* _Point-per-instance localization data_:

------------------------------------

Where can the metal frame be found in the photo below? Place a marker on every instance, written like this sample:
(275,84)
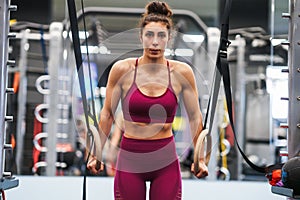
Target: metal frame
(7,181)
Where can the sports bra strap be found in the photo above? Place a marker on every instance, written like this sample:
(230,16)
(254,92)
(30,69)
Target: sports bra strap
(135,72)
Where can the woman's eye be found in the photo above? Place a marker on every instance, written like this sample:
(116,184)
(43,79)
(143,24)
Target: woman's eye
(162,35)
(148,34)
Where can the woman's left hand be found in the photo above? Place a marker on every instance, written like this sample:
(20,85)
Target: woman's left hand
(203,170)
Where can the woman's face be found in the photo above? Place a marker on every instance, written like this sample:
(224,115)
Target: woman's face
(155,37)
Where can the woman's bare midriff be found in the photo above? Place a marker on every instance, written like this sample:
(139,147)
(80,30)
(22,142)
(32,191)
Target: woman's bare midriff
(145,131)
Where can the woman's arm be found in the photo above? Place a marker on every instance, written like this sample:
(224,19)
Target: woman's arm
(113,95)
(191,103)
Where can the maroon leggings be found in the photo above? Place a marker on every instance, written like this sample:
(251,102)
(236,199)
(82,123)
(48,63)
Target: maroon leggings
(147,160)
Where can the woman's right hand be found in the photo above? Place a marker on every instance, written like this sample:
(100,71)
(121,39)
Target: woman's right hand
(95,166)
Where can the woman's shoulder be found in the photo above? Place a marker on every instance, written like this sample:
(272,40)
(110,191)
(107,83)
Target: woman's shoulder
(181,67)
(123,66)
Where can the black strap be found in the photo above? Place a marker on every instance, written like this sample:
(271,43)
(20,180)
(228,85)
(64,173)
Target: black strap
(80,71)
(223,68)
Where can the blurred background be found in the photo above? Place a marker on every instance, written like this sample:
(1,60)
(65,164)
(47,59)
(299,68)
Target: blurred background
(50,141)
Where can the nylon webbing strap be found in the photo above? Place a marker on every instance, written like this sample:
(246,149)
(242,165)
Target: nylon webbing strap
(80,71)
(222,71)
(223,67)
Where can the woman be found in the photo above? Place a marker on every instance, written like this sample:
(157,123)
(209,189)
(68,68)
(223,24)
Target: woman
(149,88)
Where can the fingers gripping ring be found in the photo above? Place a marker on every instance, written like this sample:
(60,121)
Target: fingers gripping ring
(201,151)
(96,149)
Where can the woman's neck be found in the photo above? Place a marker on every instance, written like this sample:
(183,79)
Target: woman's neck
(145,60)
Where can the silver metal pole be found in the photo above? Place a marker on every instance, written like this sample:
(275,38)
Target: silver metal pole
(54,63)
(22,98)
(240,98)
(294,80)
(7,181)
(4,24)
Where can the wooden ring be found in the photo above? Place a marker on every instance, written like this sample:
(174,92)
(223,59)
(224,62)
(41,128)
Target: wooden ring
(199,151)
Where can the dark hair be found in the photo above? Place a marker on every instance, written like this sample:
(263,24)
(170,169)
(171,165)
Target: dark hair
(157,11)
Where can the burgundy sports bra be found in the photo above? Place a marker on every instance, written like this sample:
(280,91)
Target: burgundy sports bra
(138,107)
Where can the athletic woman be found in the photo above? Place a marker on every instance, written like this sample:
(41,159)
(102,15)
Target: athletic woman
(149,88)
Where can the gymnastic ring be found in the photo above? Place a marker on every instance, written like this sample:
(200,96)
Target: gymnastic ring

------------------------------------

Pull from the data each line where the string "gymnastic" turns up.

* _EXERCISE RESPONSE_:
Where can the gymnastic ring be found in the photo above? Place a marker on every instance, written like this sample:
Target: gymnastic ring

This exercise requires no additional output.